=== What you have to do ===
Please answer from the article on blue state climate pledges: what share of US gross domestic product does the "We Are Still In" coalition represent?

=== Extract provided ===
-*-
Amid dire climate warnings, blue state pledges carry new weight

Oct 18, 2018 by

Why We Wrote This

With thousands of scientists calling for transformational climate action, many Americans are looking to local governments to lead the climate action charge. How close can regional efforts take us?

Last month, a major new climate commitment came out of the United States: a pledge to achieve carbon neutrality by 2045.

It’s the sort of commitment that scientists say is increasingly necessary if the world wants to avoid the most severe repercussions of global warming.

And it involved a major economy – the world’s fifth largest – but not the federal government.

Instead, it was California Gov. Jerry Brown who signed the executive order, in advance of the Global Climate Action Summit in San Francisco in mid-September.

As a major new climate report from the Intergovernmental Panel on Climate Change underscores the need for transformational action, many experts have criticized the United States for its lack of action and for its withdrawal from the Paris Agreement commitments.

But below the federal level, states, cities, and companies are stepping into that leadership void in groundbreaking ways. Seventeen governors of US states and Puerto Rico have pledged to reduce their climate emissions in keeping with the Paris agreement guidelines. More than 3,500 entities – states, cities, businesses, and other institutions – have joined the “We Are Still In” coalition, also pledging to support climate action to meet Paris commitments. It’s a group that represents almost 60 percent of US gross domestic product. If it were a country, it would be the world’s third-biggest economy.
-*-
=== Dataset excerpts ===
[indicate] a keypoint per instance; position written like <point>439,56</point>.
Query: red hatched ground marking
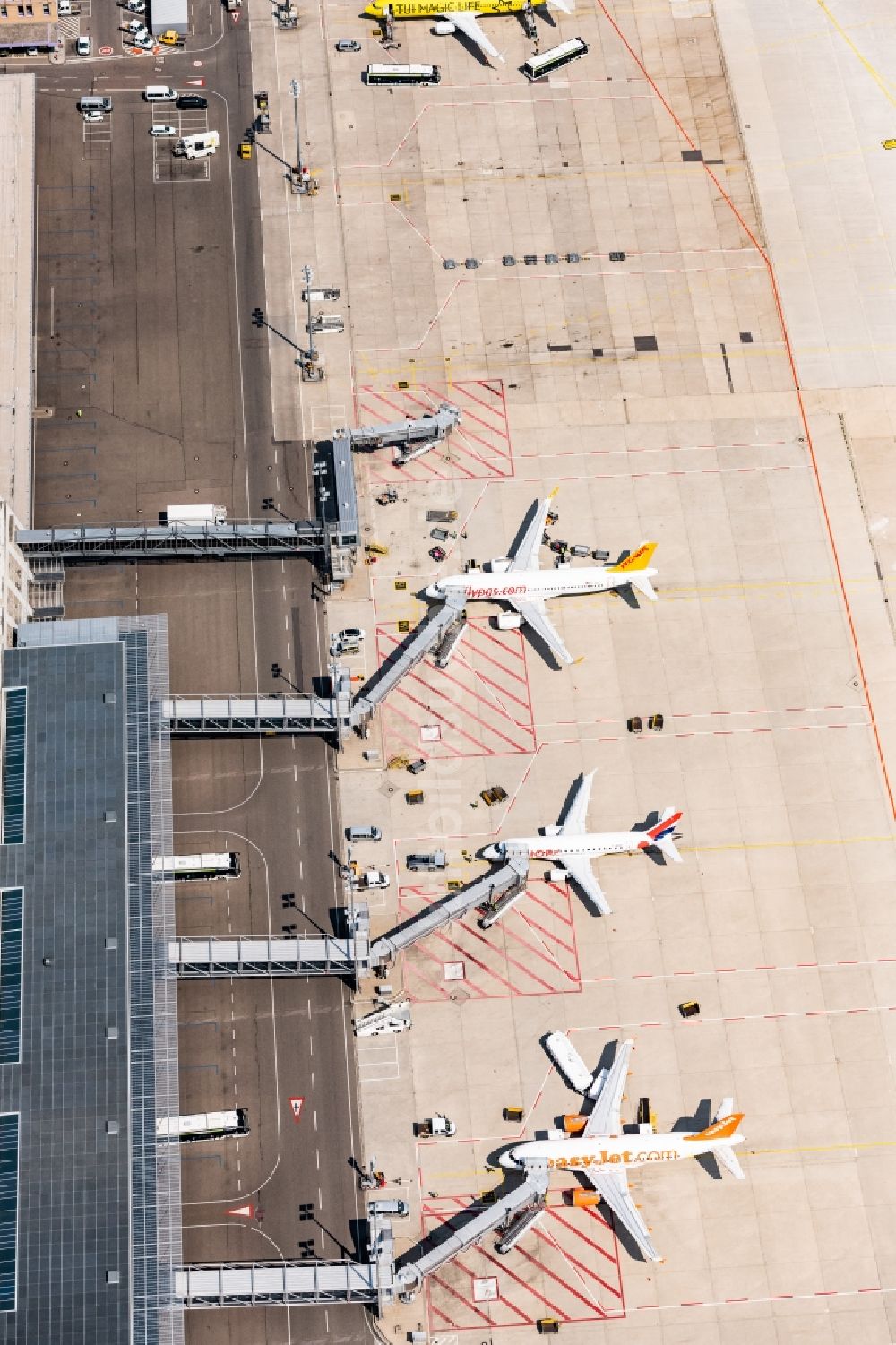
<point>530,951</point>
<point>565,1267</point>
<point>478,448</point>
<point>480,703</point>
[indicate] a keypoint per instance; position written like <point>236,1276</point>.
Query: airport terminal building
<point>89,1200</point>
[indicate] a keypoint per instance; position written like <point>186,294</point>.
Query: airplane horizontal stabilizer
<point>668,846</point>
<point>723,1129</point>
<point>726,1156</point>
<point>644,587</point>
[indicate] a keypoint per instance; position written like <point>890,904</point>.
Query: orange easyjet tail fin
<point>723,1129</point>
<point>638,560</point>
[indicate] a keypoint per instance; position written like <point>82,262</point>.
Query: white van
<point>94,102</point>
<point>199,145</point>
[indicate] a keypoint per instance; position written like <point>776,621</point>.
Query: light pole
<point>307,276</point>
<point>295,89</point>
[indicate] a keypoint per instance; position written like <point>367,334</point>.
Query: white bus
<point>402,74</point>
<point>537,67</point>
<point>204,1125</point>
<point>185,866</point>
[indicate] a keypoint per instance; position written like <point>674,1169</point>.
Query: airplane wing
<point>466,23</point>
<point>526,557</point>
<point>582,875</point>
<point>614,1192</point>
<point>533,614</point>
<point>606,1118</point>
<point>573,823</point>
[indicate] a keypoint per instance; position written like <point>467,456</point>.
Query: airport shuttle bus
<point>196,866</point>
<point>389,74</point>
<point>204,1125</point>
<point>538,67</point>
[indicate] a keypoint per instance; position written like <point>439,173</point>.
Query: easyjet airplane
-*-
=== Result ===
Almost 60 percent.